» **Task material**:
__________________________________________________
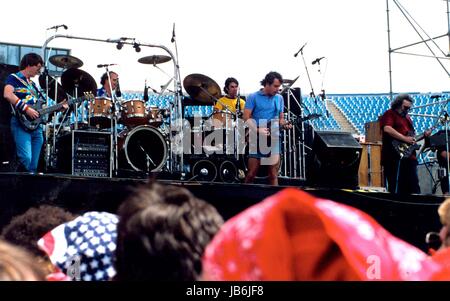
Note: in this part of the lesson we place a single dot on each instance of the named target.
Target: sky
(247, 39)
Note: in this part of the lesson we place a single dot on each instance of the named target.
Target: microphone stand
(312, 94)
(149, 160)
(113, 156)
(237, 126)
(322, 90)
(447, 150)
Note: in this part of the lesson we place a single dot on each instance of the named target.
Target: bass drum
(143, 148)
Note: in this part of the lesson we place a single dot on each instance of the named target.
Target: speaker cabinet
(335, 160)
(85, 153)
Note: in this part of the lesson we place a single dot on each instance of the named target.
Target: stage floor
(408, 217)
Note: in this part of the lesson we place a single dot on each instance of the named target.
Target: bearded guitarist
(396, 125)
(22, 93)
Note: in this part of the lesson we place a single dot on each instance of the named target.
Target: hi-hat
(154, 59)
(65, 61)
(74, 78)
(52, 92)
(202, 88)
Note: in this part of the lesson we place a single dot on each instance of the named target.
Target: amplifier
(89, 151)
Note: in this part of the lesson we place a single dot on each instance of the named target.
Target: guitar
(405, 150)
(32, 124)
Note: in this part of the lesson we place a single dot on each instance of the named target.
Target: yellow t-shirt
(230, 103)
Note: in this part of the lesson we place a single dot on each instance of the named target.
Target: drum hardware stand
(149, 160)
(113, 155)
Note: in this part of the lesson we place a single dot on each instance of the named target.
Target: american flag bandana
(84, 248)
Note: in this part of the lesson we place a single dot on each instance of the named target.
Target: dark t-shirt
(401, 124)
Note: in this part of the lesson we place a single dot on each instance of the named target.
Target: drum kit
(218, 144)
(141, 142)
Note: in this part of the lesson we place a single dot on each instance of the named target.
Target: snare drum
(133, 113)
(100, 112)
(223, 120)
(155, 116)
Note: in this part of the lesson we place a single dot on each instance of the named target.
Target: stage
(407, 217)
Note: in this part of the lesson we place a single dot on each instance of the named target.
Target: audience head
(162, 234)
(16, 264)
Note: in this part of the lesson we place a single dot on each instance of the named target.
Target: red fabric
(295, 236)
(442, 258)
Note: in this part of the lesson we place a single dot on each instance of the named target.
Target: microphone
(105, 65)
(118, 40)
(146, 91)
(238, 101)
(58, 26)
(295, 55)
(318, 60)
(118, 92)
(173, 34)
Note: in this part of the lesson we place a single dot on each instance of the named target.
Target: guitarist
(395, 124)
(261, 109)
(22, 93)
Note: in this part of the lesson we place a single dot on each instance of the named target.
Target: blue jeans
(28, 145)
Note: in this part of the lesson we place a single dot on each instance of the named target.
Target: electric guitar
(405, 150)
(32, 124)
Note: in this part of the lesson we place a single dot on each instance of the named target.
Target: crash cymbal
(6, 70)
(53, 92)
(65, 61)
(290, 81)
(154, 59)
(202, 88)
(76, 78)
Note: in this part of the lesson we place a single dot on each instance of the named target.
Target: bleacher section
(358, 109)
(317, 105)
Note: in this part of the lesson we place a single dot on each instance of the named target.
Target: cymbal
(154, 59)
(290, 81)
(202, 88)
(65, 61)
(6, 70)
(76, 78)
(52, 92)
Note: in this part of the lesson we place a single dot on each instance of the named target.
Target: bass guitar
(405, 150)
(32, 124)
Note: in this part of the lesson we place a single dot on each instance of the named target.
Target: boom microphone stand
(114, 155)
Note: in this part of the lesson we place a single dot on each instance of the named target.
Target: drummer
(105, 90)
(229, 101)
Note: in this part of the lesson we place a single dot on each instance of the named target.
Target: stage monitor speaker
(335, 160)
(85, 153)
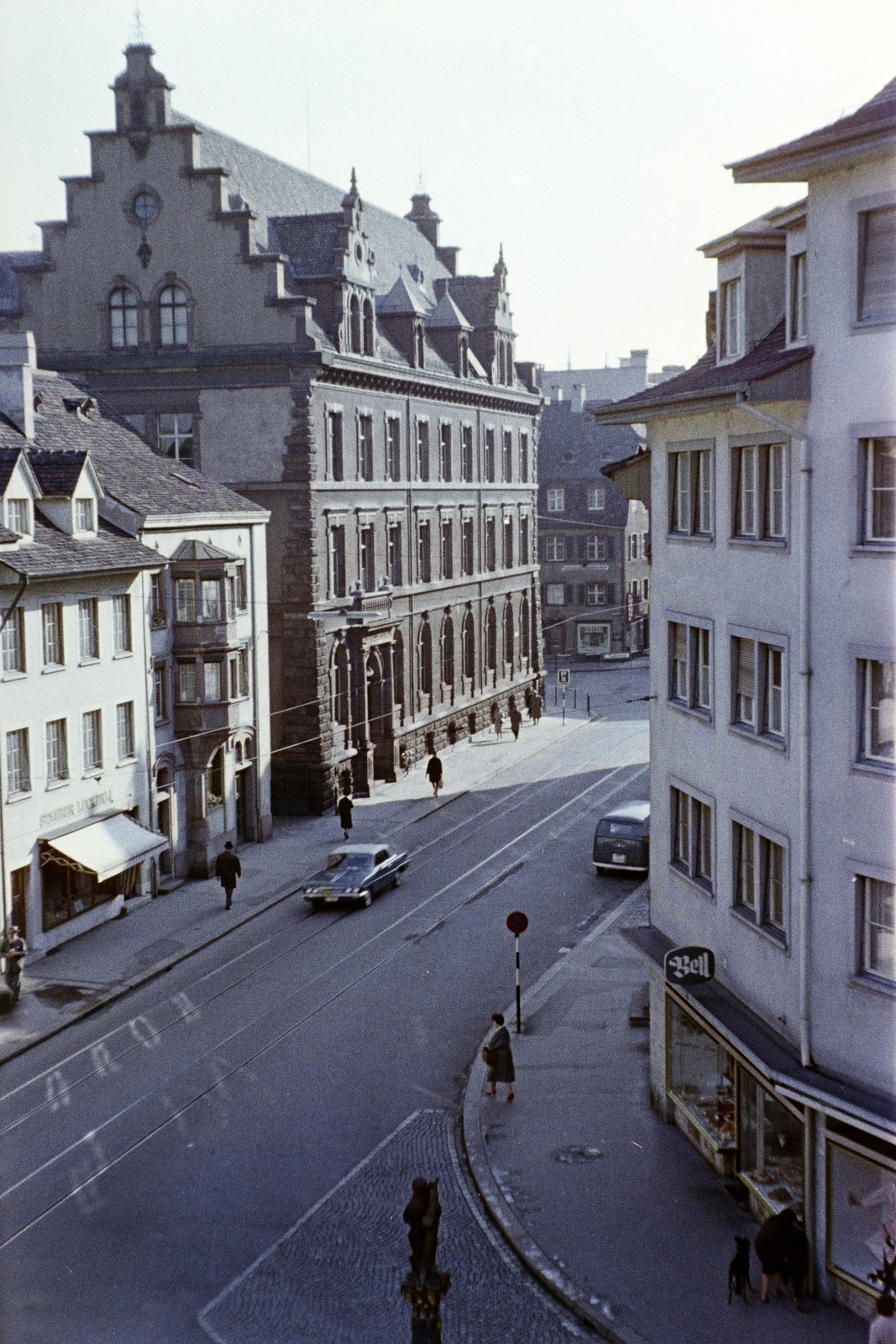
__________________________________________________
» **Goal of the exercise**: Give back the data exactly. Skip any images.

» **Solution to the problem**:
Note: in this part of the lesson we place a single dot on each instance of the named target.
Target: sky
(247, 39)
Note: in this part of the lesson we place a single dot on each instance of the named target.
Target: microphone stand
(312, 94)
(149, 160)
(113, 156)
(237, 126)
(322, 90)
(447, 150)
Note: in this part of the lesson we place a single dot on each instance of the named target.
Target: bass drum
(143, 148)
Note: in this part of the lesson we place a single dot on each instance of the named target.
Target: speaker cabinet
(335, 160)
(85, 153)
Note: in this part of the lesson we place a single dot on each instance of the named target.
Target: stage floor
(408, 217)
Note: in this part of the lesson we place a single dot on each instance of the named target.
Target: bearded guitarist
(396, 125)
(22, 93)
Note: in this part of the lesson we place a single dot on each instance of the named target.
Target: hi-hat
(154, 59)
(65, 61)
(74, 78)
(52, 92)
(202, 88)
Note: in this part of the lesson we place a single dot on each instance of the named target.
Target: amplifier
(89, 151)
Note: in this part of the lesson we place a single dot on each instance of the named target.
Target: guitar
(405, 150)
(32, 124)
Note: in this part of the lesson we place a single dot on each instance of the named target.
Target: yellow t-shirt
(230, 103)
Note: in this part of the lesson we place a single dot on each instance of the named target.
Target: drum hardware stand
(149, 160)
(113, 155)
Note: in this part of the lesson we place a single dot on each instance of the named target.
Target: american flag bandana
(84, 248)
Note: in this part of the lesson we place a single dot on each instance of the named target.
Target: dark t-shirt
(401, 124)
Note: in this part of the lesson we place a single dot on each instance of the named target.
Target: drum kit
(218, 144)
(141, 142)
Note: in this part of the lesson we place a single dot on each instance of the named target.
Target: snare drum
(133, 113)
(100, 112)
(223, 120)
(155, 116)
Note: in this part of the lesson we place a single dot on each instance of the named target.
Target: stage
(407, 217)
Note: in this part of the lesson we place a single dot on each instance of the named target.
Target: audience head
(162, 234)
(16, 264)
Note: in this part of the lesson we place a single dot on each instance of the named target.
Target: red fabric
(295, 236)
(442, 258)
Note: in this part of the lesson we place a single dot on each instance of the named target.
Target: microphone
(105, 65)
(118, 40)
(146, 91)
(238, 101)
(58, 26)
(295, 55)
(318, 60)
(118, 92)
(173, 34)
Note: in this part of the lesson we place a single dot on each instance of the named target.
Target: guitarist
(395, 124)
(261, 109)
(22, 93)
Note: in this part of the lesson we place a single dot on each instance of the named target.
Target: blue jeans
(28, 145)
Note: in this part of the lesson we place a single dot on each instance of the named target.
Target: electric guitar
(405, 150)
(32, 124)
Note: in this part of the lesson we place a single dot on each instance of the named target.
Target: crash cymbal
(6, 70)
(53, 92)
(65, 61)
(290, 81)
(154, 59)
(202, 88)
(76, 78)
Note: in this part of the lesson we place a single dot on each instance of the named target.
Target: bleacher section
(358, 109)
(317, 105)
Note: in this part of the lesson we place a single dot on each instance of the named target.
Target: cymbal
(154, 59)
(290, 81)
(202, 88)
(65, 61)
(6, 70)
(76, 78)
(52, 92)
Note: in this part of the lesson we place a single dot on each instance of the named target.
Target: bass guitar
(405, 150)
(32, 124)
Note: in this part of the lesson we place a single dot on each instance of the named target.
Target: boom microphone stand
(114, 155)
Note: in this part of the lesson we place a single dot on each instance of the named target.
Target: drummer
(105, 90)
(229, 101)
Note: in this part of the lesson we place a single dot on each instance of the named target.
Target: stage monitor speaker
(335, 160)
(85, 153)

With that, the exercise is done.